═══ Brano proposto ═══

Programmare riduzioni progressive di imposte in più anni sarebbe, secondo il ministro Visco («Meno tasse ma con rigore», Il Messaggero di ieri) una proposta «con valenza più propagandistica che realistica». Poiché mi riconosco tra gli «esponenti della maggioranza» favorevoli a tale proposta, vorrei spiegare le ragioni per cui respingo l’accusa. Per farlo, vorrei prescindere dalla contingenza Dpef e partire invece da un fatto più generale: la spinta a ridurre le tasse non è più solo il terreno di caccia del populismo, particolarmente battuto in periodi pre-elettorali, ma è un fenomeno generalizzato, un’onda lunga che investe tutti i paesi sviluppati. Lo è perché è conseguenza di cambiamenti strutturali nel rapporto tra cittadini e Stato.
Ha a che fare con la minore fiducia nell’efficacia di politiche redistributive; con la restituzione al mercato di compiti prima affidati allo Stato; con una generalizzata richiesta di più spazio per scelte individuali; con la presenza di una componente finanziaria nel reddito di fasce sempre più ampie di popolazioni. E’ anche una necessità, posto che per i governi diventa sempre più difficile prelevare quote di reddito delle persone fisiche e giuridiche ora che persone e capitali sono diventati così mobili.
Il piano di Schroeder sembra interpretare questa tendenza di lungo periodo, nel senso che segna una svolta netta rispetto alle tradizionali politiche delle socialdemocrazie continentali, e si propone di facilitare l’uscita dal modello proprietario del capitalismo renano. E’ per questa ragione, una ragione politica, che esso ha suscitato tanto interesse e commenti quasi unanimemente positivi. Ed è per le stesse ma opposte ragioni che la politica fiscale del governo, e il Dpef che la esprime, non ha riscosso, il ministro Visco non avrà difficoltà a riconoscerlo, analogo interesse.

═══ Estratti del materiale ═══

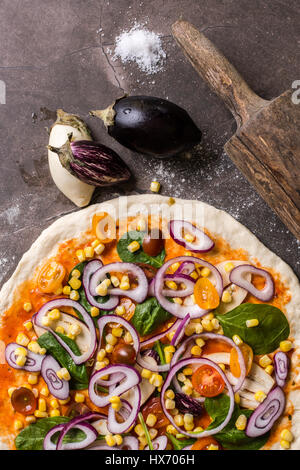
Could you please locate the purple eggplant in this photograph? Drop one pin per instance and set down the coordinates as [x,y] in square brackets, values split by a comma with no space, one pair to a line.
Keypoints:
[149,125]
[92,162]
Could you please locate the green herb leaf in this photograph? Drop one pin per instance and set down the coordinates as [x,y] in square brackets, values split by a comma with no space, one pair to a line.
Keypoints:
[230,437]
[148,316]
[77,372]
[139,256]
[265,338]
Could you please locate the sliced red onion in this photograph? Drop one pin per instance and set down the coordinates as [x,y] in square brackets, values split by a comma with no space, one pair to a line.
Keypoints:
[59,388]
[60,303]
[119,428]
[202,241]
[131,377]
[237,277]
[138,294]
[90,269]
[130,442]
[160,443]
[213,336]
[90,432]
[175,309]
[76,422]
[182,278]
[265,415]
[173,371]
[179,333]
[281,362]
[33,361]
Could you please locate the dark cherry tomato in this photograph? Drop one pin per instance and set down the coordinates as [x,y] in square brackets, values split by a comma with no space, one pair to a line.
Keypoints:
[153,243]
[207,381]
[124,354]
[23,401]
[77,409]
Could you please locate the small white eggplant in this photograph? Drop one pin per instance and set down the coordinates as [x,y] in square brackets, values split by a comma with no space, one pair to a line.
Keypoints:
[77,191]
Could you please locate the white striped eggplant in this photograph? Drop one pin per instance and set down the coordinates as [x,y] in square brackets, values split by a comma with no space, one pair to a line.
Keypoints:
[92,162]
[149,125]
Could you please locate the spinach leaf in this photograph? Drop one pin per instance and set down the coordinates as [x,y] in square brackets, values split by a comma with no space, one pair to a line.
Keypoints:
[230,437]
[148,316]
[179,444]
[138,256]
[77,372]
[82,297]
[32,437]
[265,338]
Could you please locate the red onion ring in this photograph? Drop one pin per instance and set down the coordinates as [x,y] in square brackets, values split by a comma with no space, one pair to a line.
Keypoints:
[130,374]
[168,381]
[138,294]
[265,294]
[58,303]
[120,428]
[33,361]
[263,418]
[177,310]
[202,244]
[90,432]
[74,423]
[59,388]
[90,269]
[177,355]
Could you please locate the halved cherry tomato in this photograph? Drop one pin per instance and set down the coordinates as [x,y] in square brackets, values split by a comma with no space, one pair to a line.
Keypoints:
[104,227]
[204,442]
[153,406]
[50,277]
[207,381]
[206,295]
[234,360]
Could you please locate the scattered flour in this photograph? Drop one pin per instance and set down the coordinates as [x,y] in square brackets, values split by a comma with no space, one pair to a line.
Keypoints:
[141,46]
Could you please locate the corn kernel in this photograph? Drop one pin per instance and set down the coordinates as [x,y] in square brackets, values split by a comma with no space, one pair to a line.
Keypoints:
[151,420]
[237,340]
[285,444]
[286,435]
[252,323]
[28,325]
[27,306]
[74,295]
[33,379]
[170,394]
[42,404]
[146,374]
[228,267]
[241,423]
[110,440]
[260,396]
[265,361]
[133,246]
[80,255]
[79,397]
[89,251]
[67,290]
[205,272]
[196,351]
[286,346]
[22,339]
[226,297]
[18,425]
[75,283]
[155,186]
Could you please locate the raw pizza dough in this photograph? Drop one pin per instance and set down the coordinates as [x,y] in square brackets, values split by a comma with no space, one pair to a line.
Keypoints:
[216,221]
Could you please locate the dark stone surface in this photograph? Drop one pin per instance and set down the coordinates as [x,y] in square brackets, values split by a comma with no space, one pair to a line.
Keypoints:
[58,54]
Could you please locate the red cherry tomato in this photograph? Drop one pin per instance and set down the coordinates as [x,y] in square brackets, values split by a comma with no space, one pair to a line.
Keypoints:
[207,381]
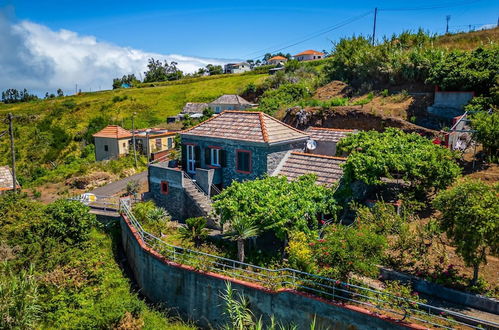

═══

* [Consegna]:
Stabilisci se le affermazioni (a), (b) e (c) concordano con il brano proposto. Rispondi sì o no e cita alla lettera le parole del brano che lo decidono.
(a) Secondo l'autore, la spinta a ridurre le tasse riguarda tutti i paesi sviluppati.
(b) Il piano di Schroeder ha ricevuto commenti in prevalenza negativi.
(c) L'autore si dichiara contrario alla proposta di programmare riduzioni progressive di imposte in più anni.

* [Risposta completa]:
(a) Sì: “un’onda lunga che investe tutti i paesi sviluppati”.
(b) No: “commenti quasi unanimemente positivi”.
(c) No: “Poiché mi riconosco tra gli «esponenti della maggioranza» favorevoli a tale proposta”.